* [Instruction A] In the listing, switch "Target" to "Label" throughout the stretch from the line containing "Place a point on the blue" through the line containing "[[388, 214]]", leaving everything else unchanged, and return only those lines.

* [Text section]
Now, let’s set some expectations. To truly thrive as a business data scientist, you’ll need more than a passing familiarity with statistics. Think of it this way: an analyst knows how to use a calculator, while a data scientist knows how that calculator works—and can even build one from scratch to tackle the specific problem at hand. Let me be clear: this chapter isn’t a course in calculator construction. We won’t delve into the nuts and bolts of how it’s built, or even all the inner workings. Instead, our aim is to convince you that this particular calculator is worth learning more about. We want to spark your curiosity, to show you why this tool deserves a prime spot in your data science toolbox.
In this chapter, we’ll explore the basics of Bayesian statistics, delve into Bayes’ rule, and examine why this paradigm is particularly well-suited for business applications.
4.1 The Essence of Bayesian Thinking
At its core, Bayesian statistics is about updating our beliefs in light of new evidence. This process mirrors how we often think about problems in business: we start with some prior knowledge or assumptions, gather data, and then update our understanding based on what we’ve learned.
As Kruschke and Liddell (2018) eloquently put it, “The main idea of Bayesian analysis is simple and intuitive. There are some data to be explained, and we have a set of candidate explanations. Before knowing the new data, the candidate explanations have some prior credibilities of being the best explanation. Then, when given the new data, we shift credibility toward the candidate explanations that better account for the data, and we shift credibility away from the candidate explanations that do not account well for the data.”
This perspective highlights a fundamental principle of Bayesian analysis: it’s a process of reallocating credibility across possibilities. In a business context, these “possibilities” might be different strategies, market scenarios, or parameter values in a model. As we gather more data, we adjust our beliefs about which possibilities are more or less likely to be true.
The Bayesian approach contrasts with the more traditional frequentist statistics in a fundamental way. While frequentists treat parameters as fixed (but unknown) quantities and data as random, Bayesians view parameters as random variables and data as fixed once observed. This shift in perspective leads to more intuitive interpretations of statistical results and allows for the incorporation of prior knowledge into our analyses.

* [Dataset]
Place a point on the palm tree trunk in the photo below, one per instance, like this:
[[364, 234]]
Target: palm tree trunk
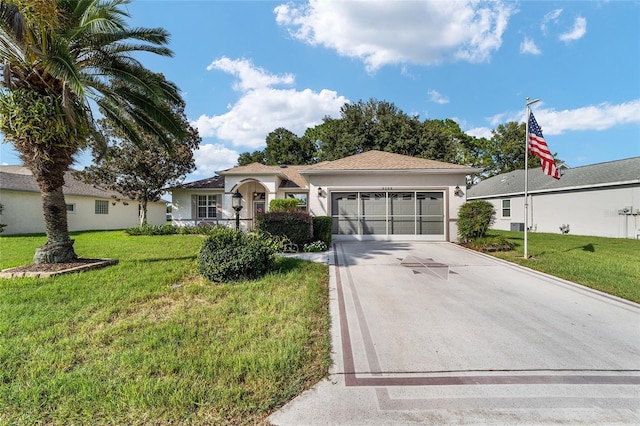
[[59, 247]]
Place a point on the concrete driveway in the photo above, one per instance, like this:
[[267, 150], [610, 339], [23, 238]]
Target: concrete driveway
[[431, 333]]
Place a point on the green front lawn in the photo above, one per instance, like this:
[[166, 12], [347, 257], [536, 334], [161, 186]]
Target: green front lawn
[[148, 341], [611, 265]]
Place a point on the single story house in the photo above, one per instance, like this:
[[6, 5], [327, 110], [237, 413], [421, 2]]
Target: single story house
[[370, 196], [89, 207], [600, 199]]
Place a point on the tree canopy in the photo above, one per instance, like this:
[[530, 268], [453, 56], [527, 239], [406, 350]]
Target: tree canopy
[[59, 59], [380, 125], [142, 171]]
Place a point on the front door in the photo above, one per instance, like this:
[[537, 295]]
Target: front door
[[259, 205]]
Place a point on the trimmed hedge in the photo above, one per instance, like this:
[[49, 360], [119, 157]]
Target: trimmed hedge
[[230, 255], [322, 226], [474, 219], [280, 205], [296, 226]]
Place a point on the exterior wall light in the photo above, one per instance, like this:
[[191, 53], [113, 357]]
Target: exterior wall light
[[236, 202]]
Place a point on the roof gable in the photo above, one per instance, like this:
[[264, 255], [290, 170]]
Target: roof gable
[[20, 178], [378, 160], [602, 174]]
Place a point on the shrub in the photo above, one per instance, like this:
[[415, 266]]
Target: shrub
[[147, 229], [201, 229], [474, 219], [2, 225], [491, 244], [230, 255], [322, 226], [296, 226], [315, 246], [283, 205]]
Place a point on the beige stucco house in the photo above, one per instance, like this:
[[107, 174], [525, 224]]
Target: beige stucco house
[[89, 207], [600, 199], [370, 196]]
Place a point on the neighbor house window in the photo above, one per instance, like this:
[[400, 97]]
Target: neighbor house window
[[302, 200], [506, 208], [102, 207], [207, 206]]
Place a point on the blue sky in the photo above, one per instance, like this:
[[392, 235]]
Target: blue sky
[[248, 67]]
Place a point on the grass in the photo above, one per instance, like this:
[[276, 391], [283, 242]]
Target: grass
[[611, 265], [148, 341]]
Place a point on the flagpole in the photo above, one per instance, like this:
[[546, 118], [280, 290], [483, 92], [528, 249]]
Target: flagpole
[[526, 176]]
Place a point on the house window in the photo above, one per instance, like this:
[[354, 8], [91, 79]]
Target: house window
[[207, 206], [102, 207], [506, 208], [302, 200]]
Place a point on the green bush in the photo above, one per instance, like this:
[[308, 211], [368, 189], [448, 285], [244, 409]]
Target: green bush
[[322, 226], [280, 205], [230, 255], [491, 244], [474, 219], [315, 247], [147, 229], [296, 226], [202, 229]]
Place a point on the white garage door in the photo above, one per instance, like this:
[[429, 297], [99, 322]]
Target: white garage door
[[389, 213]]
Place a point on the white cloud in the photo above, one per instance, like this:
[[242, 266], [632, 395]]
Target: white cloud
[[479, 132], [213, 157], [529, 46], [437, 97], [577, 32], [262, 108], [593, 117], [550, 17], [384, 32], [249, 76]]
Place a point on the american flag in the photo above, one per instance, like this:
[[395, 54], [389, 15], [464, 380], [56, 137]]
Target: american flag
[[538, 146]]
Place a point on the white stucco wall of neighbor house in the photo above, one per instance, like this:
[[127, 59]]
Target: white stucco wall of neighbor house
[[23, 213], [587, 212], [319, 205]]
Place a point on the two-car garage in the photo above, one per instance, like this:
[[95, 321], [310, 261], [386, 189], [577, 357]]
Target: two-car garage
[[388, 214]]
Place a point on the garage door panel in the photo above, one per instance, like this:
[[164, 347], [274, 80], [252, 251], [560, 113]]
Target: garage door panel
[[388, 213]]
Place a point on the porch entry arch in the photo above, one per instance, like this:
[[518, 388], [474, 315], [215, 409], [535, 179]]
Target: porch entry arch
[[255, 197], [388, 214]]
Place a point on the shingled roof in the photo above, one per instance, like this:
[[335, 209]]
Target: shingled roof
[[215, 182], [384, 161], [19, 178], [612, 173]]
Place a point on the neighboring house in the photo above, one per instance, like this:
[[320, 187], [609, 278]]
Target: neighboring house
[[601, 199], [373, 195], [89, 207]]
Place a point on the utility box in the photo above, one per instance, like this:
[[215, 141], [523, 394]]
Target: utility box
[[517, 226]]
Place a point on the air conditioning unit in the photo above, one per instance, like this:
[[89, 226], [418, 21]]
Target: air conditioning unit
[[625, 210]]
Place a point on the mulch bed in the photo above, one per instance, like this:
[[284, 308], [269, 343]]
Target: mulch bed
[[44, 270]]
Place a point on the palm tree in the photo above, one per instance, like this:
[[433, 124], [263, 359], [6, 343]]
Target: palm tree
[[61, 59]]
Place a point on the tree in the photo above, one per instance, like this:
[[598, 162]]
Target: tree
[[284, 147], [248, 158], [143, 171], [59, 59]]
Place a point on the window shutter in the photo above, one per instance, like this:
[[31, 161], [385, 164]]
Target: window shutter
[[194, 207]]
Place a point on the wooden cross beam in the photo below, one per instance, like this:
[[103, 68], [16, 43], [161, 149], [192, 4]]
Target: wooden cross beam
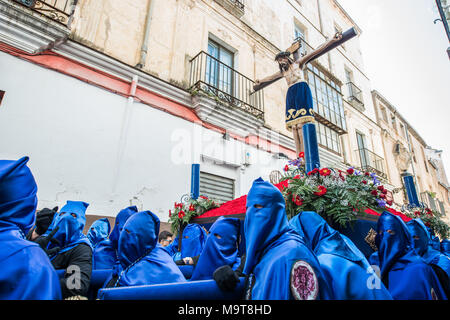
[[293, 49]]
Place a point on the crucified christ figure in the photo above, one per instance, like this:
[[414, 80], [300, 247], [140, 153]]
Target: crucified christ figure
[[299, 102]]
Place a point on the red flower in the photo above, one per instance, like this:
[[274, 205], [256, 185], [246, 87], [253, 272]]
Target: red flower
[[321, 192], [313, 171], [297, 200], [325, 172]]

* [Instruction B] In the Bayesian statistics text, condense the paragraph beginning "The Bayesian approach contrasts" while keeping its main facts.

* [Written answer A]
Place a point on the blue sky in the photo above, one per instance, like this:
[[392, 235]]
Label: blue sky
[[248, 67]]
Place a point on the grass in the photo above, one per instance, like this:
[[276, 391], [283, 242]]
Label: grass
[[611, 265], [148, 341]]
Place a point on the flagpole in the photo above, one per instance, like this:
[[546, 118], [280, 290], [483, 92], [528, 249]]
Label: flagpole
[[526, 176]]
Place a point on the house window in the photo above, one per instance, like this:
[[354, 8], [91, 79]]
Label: house window
[[207, 206], [102, 207], [506, 208], [302, 200]]
Place a point on the green bush in the photo above, one per instance, like this:
[[308, 211], [368, 189], [448, 285], [244, 409]]
Label: green bush
[[322, 226], [280, 205], [230, 255], [491, 244], [474, 219], [315, 247], [147, 229], [296, 226], [202, 229]]
Place a point on the white garage door in the photo above, one per instance, like this:
[[429, 297], [99, 322]]
Label: white garage door
[[389, 213]]
Place a point on the white cloud in the photo above, one per instance, like this:
[[242, 266], [632, 395]]
Label: white cloud
[[479, 132], [213, 157], [529, 46], [437, 97], [577, 32], [262, 108], [593, 117], [550, 17], [384, 32], [249, 76]]
Place a point on the american flag in the photo above, one per instance, like this:
[[395, 54], [389, 15], [464, 380], [56, 137]]
Label: american flag
[[538, 146]]
Place a point on the white stucco wall of neighbor house in the photo above, one per instance, like this:
[[127, 59]]
Label: white stucco wall of neighbor house
[[23, 213], [587, 212], [319, 205]]
Place a point on the two-car garage in the photo above, one per instance, like this:
[[95, 321], [310, 261], [386, 189], [577, 357]]
Label: two-car garage
[[388, 214]]

* [Written answer B] Bayesian statistics differs fundamentally from frequentist statistics. Frequentists treat parameters as fixed but unknown and data as random. Bayesians treat parameters as random variables and data as fixed once observed. This yields more intuitive interpretations of results and allows prior knowledge to be built into analyses.